**Problem description**
Output all of the data below as a Markdown table with the columns Row and Line. Give each line its own numbered row, skip blank lines, and leave the pictures out.

[Excerpts of bounding box data]
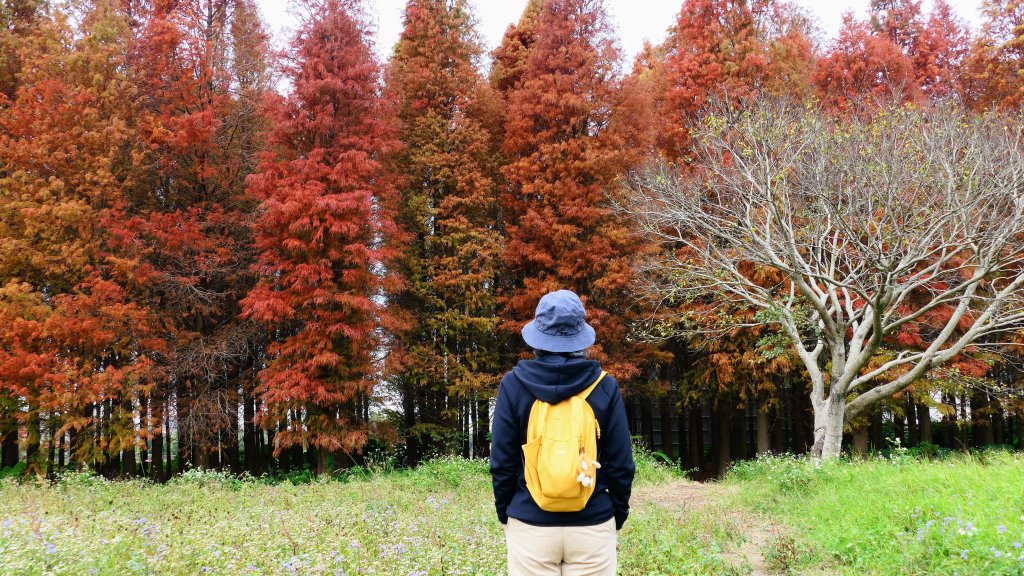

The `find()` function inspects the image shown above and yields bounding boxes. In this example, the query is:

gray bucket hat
[522,290,596,352]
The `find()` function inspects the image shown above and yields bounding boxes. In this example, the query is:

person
[490,290,636,576]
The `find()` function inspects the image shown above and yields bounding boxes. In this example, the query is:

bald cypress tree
[496,0,642,380]
[388,0,501,463]
[243,0,398,474]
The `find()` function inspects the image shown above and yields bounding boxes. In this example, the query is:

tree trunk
[771,403,785,454]
[150,397,167,482]
[640,398,654,450]
[138,395,153,478]
[853,426,869,458]
[57,433,68,470]
[242,386,256,476]
[660,392,676,459]
[711,398,735,477]
[970,389,989,448]
[942,393,956,450]
[811,394,846,458]
[867,406,885,451]
[892,403,906,446]
[790,386,814,454]
[0,418,19,468]
[988,397,1007,444]
[686,404,706,471]
[25,401,43,474]
[903,393,921,446]
[1017,414,1024,450]
[174,386,193,470]
[757,393,771,455]
[221,395,242,474]
[916,402,934,444]
[729,408,751,460]
[309,447,328,476]
[476,400,490,458]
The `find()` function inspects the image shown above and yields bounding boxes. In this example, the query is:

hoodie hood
[512,355,601,404]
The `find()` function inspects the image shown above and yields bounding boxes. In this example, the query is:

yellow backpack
[522,371,606,512]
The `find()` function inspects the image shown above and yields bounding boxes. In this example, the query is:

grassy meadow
[724,450,1024,576]
[0,452,1024,576]
[0,450,743,576]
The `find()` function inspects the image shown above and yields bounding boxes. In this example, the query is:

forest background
[0,0,1024,481]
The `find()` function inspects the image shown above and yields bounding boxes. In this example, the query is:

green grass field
[0,453,1024,576]
[725,451,1024,576]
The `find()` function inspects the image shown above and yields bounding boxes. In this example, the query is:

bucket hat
[522,290,596,352]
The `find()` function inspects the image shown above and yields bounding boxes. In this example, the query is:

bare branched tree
[623,101,1024,457]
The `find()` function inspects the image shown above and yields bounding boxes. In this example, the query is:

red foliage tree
[657,0,814,158]
[388,0,502,463]
[0,2,161,474]
[125,0,269,470]
[814,13,920,111]
[500,0,655,379]
[243,0,397,472]
[969,0,1024,110]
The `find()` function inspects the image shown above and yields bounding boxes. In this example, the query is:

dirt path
[632,481,782,576]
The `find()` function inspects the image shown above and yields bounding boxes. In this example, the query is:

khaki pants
[505,518,618,576]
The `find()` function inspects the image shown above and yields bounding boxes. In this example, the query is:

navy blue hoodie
[490,355,636,529]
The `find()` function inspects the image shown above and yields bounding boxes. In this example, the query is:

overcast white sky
[257,0,981,61]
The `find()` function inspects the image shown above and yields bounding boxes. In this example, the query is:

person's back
[490,290,635,576]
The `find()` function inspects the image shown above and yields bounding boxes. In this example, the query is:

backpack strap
[577,370,607,400]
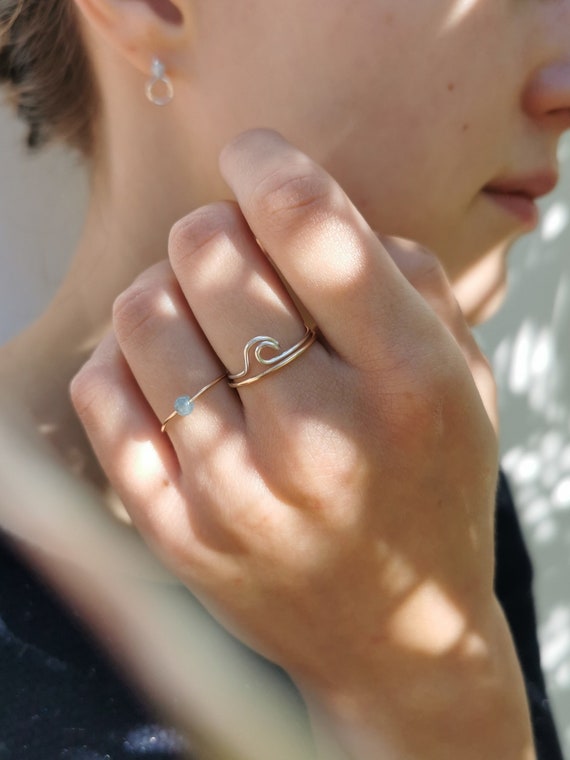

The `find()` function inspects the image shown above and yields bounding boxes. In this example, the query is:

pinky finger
[70,335,180,537]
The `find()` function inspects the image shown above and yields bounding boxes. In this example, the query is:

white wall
[0,99,570,757]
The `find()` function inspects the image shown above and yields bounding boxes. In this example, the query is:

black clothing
[495,473,563,760]
[0,476,562,760]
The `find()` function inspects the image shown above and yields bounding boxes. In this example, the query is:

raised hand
[72,131,531,760]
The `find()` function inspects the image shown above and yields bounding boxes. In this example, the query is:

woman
[0,0,570,758]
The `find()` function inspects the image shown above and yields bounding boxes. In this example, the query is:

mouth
[483,172,558,230]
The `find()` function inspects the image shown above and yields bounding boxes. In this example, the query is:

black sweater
[0,476,562,760]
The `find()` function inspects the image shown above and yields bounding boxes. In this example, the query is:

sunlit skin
[86,0,570,318]
[4,0,570,760]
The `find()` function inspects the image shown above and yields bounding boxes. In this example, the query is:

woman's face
[173,0,570,314]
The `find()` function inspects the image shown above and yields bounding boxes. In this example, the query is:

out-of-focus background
[0,101,570,758]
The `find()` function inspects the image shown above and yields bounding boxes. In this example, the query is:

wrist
[301,603,535,760]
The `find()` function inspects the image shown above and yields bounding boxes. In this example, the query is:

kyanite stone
[174,396,194,417]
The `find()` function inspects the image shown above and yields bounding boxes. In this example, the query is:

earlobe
[74,0,189,74]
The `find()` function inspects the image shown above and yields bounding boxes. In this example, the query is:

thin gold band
[160,372,227,433]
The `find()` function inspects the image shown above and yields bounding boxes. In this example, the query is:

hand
[72,131,528,760]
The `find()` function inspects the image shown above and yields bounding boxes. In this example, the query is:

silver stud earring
[145,57,174,106]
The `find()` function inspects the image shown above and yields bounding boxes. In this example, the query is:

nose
[523,61,570,133]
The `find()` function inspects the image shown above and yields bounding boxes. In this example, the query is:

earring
[145,57,174,106]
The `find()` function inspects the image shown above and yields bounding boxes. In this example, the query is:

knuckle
[168,201,243,267]
[250,169,337,230]
[69,361,109,421]
[113,277,169,344]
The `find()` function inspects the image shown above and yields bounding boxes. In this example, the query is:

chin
[450,245,509,325]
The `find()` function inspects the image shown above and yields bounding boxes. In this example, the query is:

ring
[160,372,227,433]
[227,325,317,388]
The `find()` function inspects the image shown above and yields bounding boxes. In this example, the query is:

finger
[70,334,180,532]
[381,236,498,430]
[113,262,242,460]
[70,334,240,582]
[169,203,326,416]
[220,130,430,372]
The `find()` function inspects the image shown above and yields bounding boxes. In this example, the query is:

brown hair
[0,0,97,156]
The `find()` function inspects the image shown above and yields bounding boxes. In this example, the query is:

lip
[483,172,558,228]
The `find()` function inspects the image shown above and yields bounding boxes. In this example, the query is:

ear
[74,0,191,74]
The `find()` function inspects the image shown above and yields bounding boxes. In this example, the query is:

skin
[3,0,570,760]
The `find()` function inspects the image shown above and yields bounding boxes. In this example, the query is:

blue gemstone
[174,396,194,417]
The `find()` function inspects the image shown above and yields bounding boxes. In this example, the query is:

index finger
[220,130,425,364]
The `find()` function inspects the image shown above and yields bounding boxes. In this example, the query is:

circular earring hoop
[145,57,174,106]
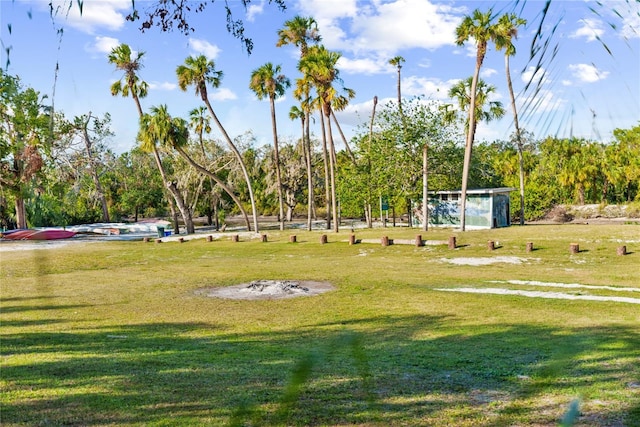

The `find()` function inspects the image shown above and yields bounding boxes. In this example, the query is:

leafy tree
[108,43,184,232]
[249,62,291,230]
[0,70,53,228]
[456,9,497,231]
[127,0,286,54]
[176,55,258,233]
[138,105,195,234]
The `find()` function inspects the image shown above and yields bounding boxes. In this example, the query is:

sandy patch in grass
[436,288,640,304]
[440,256,526,265]
[196,280,335,300]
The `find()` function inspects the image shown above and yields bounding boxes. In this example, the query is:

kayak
[2,229,76,240]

**Reply to the exercise**
| Row | Line |
|---|---|
| 1 | The `find()` function inspects the image shown above and yields bounding boxes. In this example, the query is: |
| 2 | gray bucket hat |
| 3 | [522,290,596,352] |
| 4 | The `find()` function inspects the image shown above and yields bounding boxes. In this example, the query is: |
| 5 | person |
| 6 | [490,290,636,576] |
| 7 | The `find()` function inspects the image shown above and yields bounding boxes. In this example, the query is: |
| 8 | bald cypress tree |
| 9 | [496,0,642,380] |
| 10 | [388,0,501,463] |
| 11 | [243,0,398,474] |
| 12 | The `find()` function inspects the image shown above and yields bounding boxes. In this example, the query is: |
| 13 | tree trunk |
| 14 | [771,403,785,454] |
| 15 | [150,397,167,482] |
| 16 | [640,398,654,450] |
| 17 | [138,395,153,478] |
| 18 | [853,426,869,458] |
| 19 | [57,433,68,470] |
| 20 | [242,386,256,476] |
| 21 | [660,392,676,459] |
| 22 | [711,398,735,477] |
| 23 | [970,389,989,448] |
| 24 | [942,393,956,450] |
| 25 | [811,394,846,458] |
| 26 | [867,406,885,451] |
| 27 | [892,403,906,446] |
| 28 | [790,386,814,454] |
| 29 | [0,418,19,468] |
| 30 | [988,397,1007,444] |
| 31 | [686,404,706,471] |
| 32 | [25,401,43,474] |
| 33 | [903,393,921,446] |
| 34 | [1017,414,1024,450] |
| 35 | [174,386,193,470] |
| 36 | [757,393,771,455] |
| 37 | [221,395,242,474] |
| 38 | [916,402,934,444] |
| 39 | [729,408,751,460] |
| 40 | [309,447,328,476] |
| 41 | [476,400,490,458] |
| 42 | The `find()` function inspects the image shown above and yields bounding boxes. In this example, the query is: |
| 43 | hoodie hood |
| 44 | [512,355,601,404] |
| 45 | The `find()` function inspects the image shown above and yields bounding boxes. In this example, the query is: |
| 46 | yellow backpack |
| 47 | [522,371,606,512] |
| 48 | The `find()` function inspects the image shown above and yields bounding boxes. In this example, the query is: |
| 49 | grassy meadow |
| 50 | [724,450,1024,576] |
| 51 | [0,452,1024,576] |
| 52 | [0,450,743,576] |
| 53 | The `find()` function inspects the image shown above and yields bounding boxes. In this example, the query is: |
| 54 | forest background |
| 55 | [0,0,1024,481] |
| 56 | The `find()` function inspects the image shown above and yields bounding boxes. In this example, the query is: |
| 57 | green grass field |
| 58 | [0,453,1024,576] |
| 59 | [725,451,1024,576] |
| 60 | The `find()` function inspects the image shown above and yields bounding boxes. In this example, the query is: |
| 61 | bucket hat |
| 62 | [522,290,596,352] |
| 63 | The `find()` function inspects the image shown above and yields bounding boxes. In this example, the query is: |
| 64 | bare branched tree |
| 65 | [623,101,1024,457] |
| 66 | The `find()` function inspects the image shown above and yields bounding boxes. In this example, the query is: |
| 67 | red foliage tree |
| 68 | [657,0,814,158] |
| 69 | [388,0,502,463] |
| 70 | [0,2,161,474] |
| 71 | [125,0,269,470] |
| 72 | [814,13,920,111] |
| 73 | [500,0,655,379] |
| 74 | [243,0,397,472] |
| 75 | [969,0,1024,110] |
| 76 | The `find()` function inspects the image shown above and yields bounding boxes. In this example, the query is: |
| 77 | dirt path |
| 78 | [632,481,782,576] |
| 79 | The `find()` function inspects the image shown above and yields bounding boxes. In this example, the query is: |
| 80 | khaki pants |
| 81 | [505,518,618,576] |
| 82 | The `find()` function inspects the image shown above and yields bounding boxes. In this example, the query is: |
| 83 | navy blue hoodie |
| 84 | [490,355,636,529] |
| 85 | The `find()` function inspects the image shown above and yields bounding boxes. In this example, the query is: |
| 86 | overcast white sky |
| 87 | [257,0,981,61] |
| 88 | The `find()` function inspects the image shown above and yields bounding boxes. In this example, the query is: |
| 89 | person's back |
| 90 | [490,290,635,576] |
| 91 | The `find()` function inspects the image shown above and yields bounding boxes. In this example, the query is: |
| 92 | backpack strap |
| 93 | [577,370,607,400] |
| 94 | The `find()` function inspects the image shown above and yields bounding boxes. In this example, the query is: |
| 95 | pinky finger |
| 96 | [70,335,180,537] |
| 97 | The `find()` function inspects the image shown above and yields bounding boxes. In this example, the query is: |
| 98 | white wall |
| 99 | [0,99,570,757] |
| 100 | The `find()` function inspects the image shown above and yields bounding boxes. In this example, the query is: |
| 101 | black clothing |
| 102 | [495,473,563,760] |
| 103 | [0,476,562,760] |
| 104 | The `find()` function inspects the image shown above and yields bounding boxes. In this example, the query is: |
| 105 | raised hand |
| 106 | [72,131,531,760] |
| 107 | The `find()` function inspects the image shown above and yields bounding boxes. In this example, the query is: |
| 108 | woman |
| 109 | [0,0,570,758] |
| 110 | The `find()` function inspects the image shown above and yields bounding boxes. In this example, the query is: |
| 111 | mouth |
| 112 | [483,172,558,230] |
| 113 | The `find()` function inspects the image shown above and yields bounding boxes. In this example, the query is: |
| 114 | black sweater |
| 115 | [0,476,562,760] |
| 116 | The `find()` function inspects the image shown above and yields bounding boxes. In this example, the query is: |
| 117 | sunlit skin |
| 118 | [86,0,570,318] |
| 119 | [4,0,570,760] |
| 120 | The `find()` function inspects the image shown above and yields bounding boxes. In this example, the query is: |
| 121 | woman's face |
| 122 | [173,0,570,314] |
| 123 | The `find()` function inspects the image shown above and yields bounding boxes. In this example, the query is: |
| 124 | out-of-focus background |
| 125 | [0,101,570,758] |
| 126 | The `find()` function inspects the image shown above and yields bounding boxes. In this example, the query is: |
| 127 | wrist |
| 128 | [301,603,535,760] |
| 129 | The `find()` function inspects the image shown above and yields bounding boxes. In this example, the query is: |
| 130 | kyanite stone |
| 131 | [174,396,194,417] |
| 132 | The `find()` function inspects the image shown above and yields bounding boxes. In this example, the query is: |
| 133 | earlobe |
| 134 | [74,0,189,74] |
| 135 | The `find()` function inspects the image shown above and yields bounding boxes. In this example, the query is: |
| 136 | thin gold band |
| 137 | [160,372,227,433] |
| 138 | The `find()` function inspects the image shown above and yields bounding boxes. In this example, the query is: |
| 139 | hand |
| 140 | [72,131,528,760] |
| 141 | The `find()` function inspects the image shown above and yields bounding boxes. In this example, the query is: |
| 142 | silver stud earring |
| 143 | [145,57,174,106] |
| 144 | The `find()` function inspects the image shown above and yields bounding boxes. In this example, the query is: |
| 145 | nose |
| 146 | [523,61,570,133] |
| 147 | The `find()` function inspects the image shown above and yields bounding boxes. In this example, the query is: |
| 148 | earring |
| 149 | [145,57,174,106] |
| 150 | The `find()` function inspects the image shown above and yields bounding boxes. In this example, the query is: |
| 151 | knuckle |
| 152 | [168,201,243,267] |
| 153 | [250,169,337,230] |
| 154 | [69,361,109,421] |
| 155 | [113,277,169,344] |
| 156 | The `find()` function inspects the image shown above and yields bounding boxes. In this example, the query is: |
| 157 | chin |
| 158 | [450,245,509,325] |
| 159 | The `find()` function inspects the image shown above and yields bounding boxes. In this example, the query is: |
| 160 | ring |
| 161 | [160,372,227,433] |
| 162 | [227,325,317,388] |
| 163 | The `find()` function inspects the image shown above and yields bounding boxes. In this example, the query is: |
| 164 | finger |
| 165 | [70,334,180,532] |
| 166 | [381,236,498,430] |
| 167 | [113,262,242,460] |
| 168 | [70,334,240,582] |
| 169 | [169,203,326,416] |
| 170 | [220,130,430,372] |
| 171 | The `find()` function inspects the image shown above and yields bounding boxes. In this example, the query is: |
| 172 | brown hair |
| 173 | [0,0,97,156] |
| 174 | The `find()` function inspects the image shown above and yields bounding boxes. In this example, the query is: |
| 175 | lip |
| 176 | [483,172,558,228] |
| 177 | The `find()` function inspects the image shown above and yields bounding boxes. In this example, the query is: |
| 178 | ear |
| 179 | [74,0,191,74] |
| 180 | The `find()` function inspects the image shown above and yields bounding boxes. In this example, the query is: |
| 181 | skin |
| 182 | [3,0,570,760] |
| 183 | The `find()` function inspects the image shown above and yields bounding boxes. In this example, the query is: |
| 184 | blue gemstone |
| 185 | [174,396,194,417] |
| 186 | The `find()` function inspects the image shown above and yields bounding boxes. In this example, the query is: |
| 187 | index finger |
| 188 | [220,130,425,364] |
| 189 | The `find()` function inspects the image shown above and yields bounding boxes. In this example, the query is: |
| 190 | circular earring hoop |
| 191 | [145,57,174,106] |
| 192 | The `find()` function inspects the image shown above and yields bounding boxes. In this example, the query is: |
| 193 | leafy tree |
| 194 | [108,43,184,232] |
| 195 | [249,62,291,230] |
| 196 | [0,70,53,228] |
| 197 | [456,9,497,231] |
| 198 | [127,0,286,54] |
| 199 | [176,55,258,233] |
| 200 | [138,105,195,234] |
| 201 | The `find()` function inspects the image shown above and yields bounding boxes. In this example, the query is: |
| 202 | sandy patch in grass |
| 203 | [436,288,640,304] |
| 204 | [440,256,526,265] |
| 205 | [196,280,335,300] |
| 206 | The `find()` function inspects the image shown above and yields bounding boxes. In this example, the query is: |
| 207 | kayak |
| 208 | [2,229,76,240] |